- _LATIHAN TERTULIS_
Salin kembali bagian berita tentang desakan MAKI kepada KPK, antara "MAKI desak KPK" dan "Sindonews, Minggu (17/2/2013).", termasuk kedua ujungnya, lalu ubah "ratusan miliar rupiah" menjadi "puluhan miliar rupiah".

++++ TEKS YANG DITAMPILKAN ++++

MAKI desak KPK segera tangkap Bupati Seram Timur
A
A
A
Sindonews.com - Masyarakat Anti Korupsi (MAKI) meminta KPK, agar bertindak tegas terhadap kasus-kasus korupsi yang terjadi di sejumlah daerah di Indonesia. Terlebih, dengan nilai kerugian besar yang mencapai hingga ratusan miliar rupiah.
Koordinator MAKI, Boyamin Saiman menyatakan, kasus dugaan korupsi, penyimpangan dan gratifikasi yang diduga dilakukan Bupati Seram Bagian Timur (BT), Abdullah Vanath, nilainya cukup besar hingga ratusan miliar rupiah, sehingga sudah merugikan rakyat dan negara Indonesia.
"Melihat kasus besar seperti itu, sudah seharusnya KPK segera menindaklanjuti laporan masyarakat ke KPK, agar kredibelitas KPK di mata masyarakat tetap baik. Tidak seperti sekarang, banyak masyarakat menilai KPK sudah tebang pilih,” ucap Boyamin, lewat rilisnya yang diterima Sindonews, Minggu (17/2/2013).

++++ ITEM YANG DITAMPILKAN ++++

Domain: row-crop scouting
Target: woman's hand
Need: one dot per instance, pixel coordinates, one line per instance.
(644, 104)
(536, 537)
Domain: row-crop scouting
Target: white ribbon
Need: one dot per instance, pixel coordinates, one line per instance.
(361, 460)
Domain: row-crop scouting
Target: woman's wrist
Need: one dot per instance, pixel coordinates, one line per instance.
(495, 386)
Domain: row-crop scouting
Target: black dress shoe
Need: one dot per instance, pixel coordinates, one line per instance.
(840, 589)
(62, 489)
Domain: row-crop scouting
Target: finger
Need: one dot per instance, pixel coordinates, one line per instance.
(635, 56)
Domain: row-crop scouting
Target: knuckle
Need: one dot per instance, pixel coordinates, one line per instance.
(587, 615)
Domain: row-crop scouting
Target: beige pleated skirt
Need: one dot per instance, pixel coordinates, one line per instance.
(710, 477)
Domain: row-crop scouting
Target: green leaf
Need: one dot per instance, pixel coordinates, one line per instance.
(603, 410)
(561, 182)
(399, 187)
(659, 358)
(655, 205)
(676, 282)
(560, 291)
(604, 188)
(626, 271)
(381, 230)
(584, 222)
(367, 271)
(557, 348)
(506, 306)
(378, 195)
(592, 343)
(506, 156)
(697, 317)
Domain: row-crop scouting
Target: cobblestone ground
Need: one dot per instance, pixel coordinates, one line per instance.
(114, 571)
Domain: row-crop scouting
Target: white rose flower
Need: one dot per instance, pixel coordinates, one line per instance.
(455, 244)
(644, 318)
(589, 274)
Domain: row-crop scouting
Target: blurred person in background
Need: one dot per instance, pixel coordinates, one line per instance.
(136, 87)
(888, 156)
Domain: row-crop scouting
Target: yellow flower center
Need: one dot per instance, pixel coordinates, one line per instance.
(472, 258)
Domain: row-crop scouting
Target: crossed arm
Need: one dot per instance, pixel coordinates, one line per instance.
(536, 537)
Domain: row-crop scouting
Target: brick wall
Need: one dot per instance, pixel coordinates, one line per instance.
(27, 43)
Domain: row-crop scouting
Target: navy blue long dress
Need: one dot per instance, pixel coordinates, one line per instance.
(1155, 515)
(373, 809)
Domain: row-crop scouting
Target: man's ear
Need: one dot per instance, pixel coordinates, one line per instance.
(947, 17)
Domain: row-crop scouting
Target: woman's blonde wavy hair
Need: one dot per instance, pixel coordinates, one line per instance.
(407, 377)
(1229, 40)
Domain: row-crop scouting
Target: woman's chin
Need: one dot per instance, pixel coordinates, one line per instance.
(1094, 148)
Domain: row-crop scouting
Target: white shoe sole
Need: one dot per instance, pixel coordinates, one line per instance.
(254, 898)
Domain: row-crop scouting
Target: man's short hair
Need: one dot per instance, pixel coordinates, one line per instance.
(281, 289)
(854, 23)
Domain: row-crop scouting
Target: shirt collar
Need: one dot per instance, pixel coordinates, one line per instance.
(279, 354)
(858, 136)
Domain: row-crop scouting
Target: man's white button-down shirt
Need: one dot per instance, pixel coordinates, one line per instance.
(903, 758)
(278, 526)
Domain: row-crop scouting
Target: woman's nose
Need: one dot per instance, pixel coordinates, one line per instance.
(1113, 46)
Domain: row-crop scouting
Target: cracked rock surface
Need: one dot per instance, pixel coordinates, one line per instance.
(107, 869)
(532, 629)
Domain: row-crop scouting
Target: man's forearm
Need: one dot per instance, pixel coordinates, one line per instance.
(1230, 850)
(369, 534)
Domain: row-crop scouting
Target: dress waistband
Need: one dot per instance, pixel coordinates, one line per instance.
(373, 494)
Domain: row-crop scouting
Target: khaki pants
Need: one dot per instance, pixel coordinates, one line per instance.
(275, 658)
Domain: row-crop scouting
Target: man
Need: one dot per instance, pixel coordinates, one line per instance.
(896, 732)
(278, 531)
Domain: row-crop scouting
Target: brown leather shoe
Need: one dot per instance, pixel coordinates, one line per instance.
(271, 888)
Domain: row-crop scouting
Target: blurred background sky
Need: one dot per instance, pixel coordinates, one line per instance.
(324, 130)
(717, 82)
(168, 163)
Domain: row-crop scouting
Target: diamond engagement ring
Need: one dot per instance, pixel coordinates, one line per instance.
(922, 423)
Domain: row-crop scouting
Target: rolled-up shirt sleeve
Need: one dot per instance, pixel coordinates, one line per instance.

++++

- _HASIL LATIHAN_
MAKI desak KPK segera tangkap Bupati Seram Timur
A
A
A
Sindonews.com - Masyarakat Anti Korupsi (MAKI) meminta KPK, agar bertindak tegas terhadap kasus-kasus korupsi yang terjadi di sejumlah daerah di Indonesia. Terlebih, dengan nilai kerugian besar yang mencapai hingga puluhan miliar rupiah.
Koordinator MAKI, Boyamin Saiman menyatakan, kasus dugaan korupsi, penyimpangan dan gratifikasi yang diduga dilakukan Bupati Seram Bagian Timur (BT), Abdullah Vanath, nilainya cukup besar hingga puluhan miliar rupiah, sehingga sudah merugikan rakyat dan negara Indonesia.
"Melihat kasus besar seperti itu, sudah seharusnya KPK segera menindaklanjuti laporan masyarakat ke KPK, agar kredibelitas KPK di mata masyarakat tetap baik. Tidak seperti sekarang, banyak masyarakat menilai KPK sudah tebang pilih,” ucap Boyamin, lewat rilisnya yang diterima Sindonews, Minggu (17/2/2013).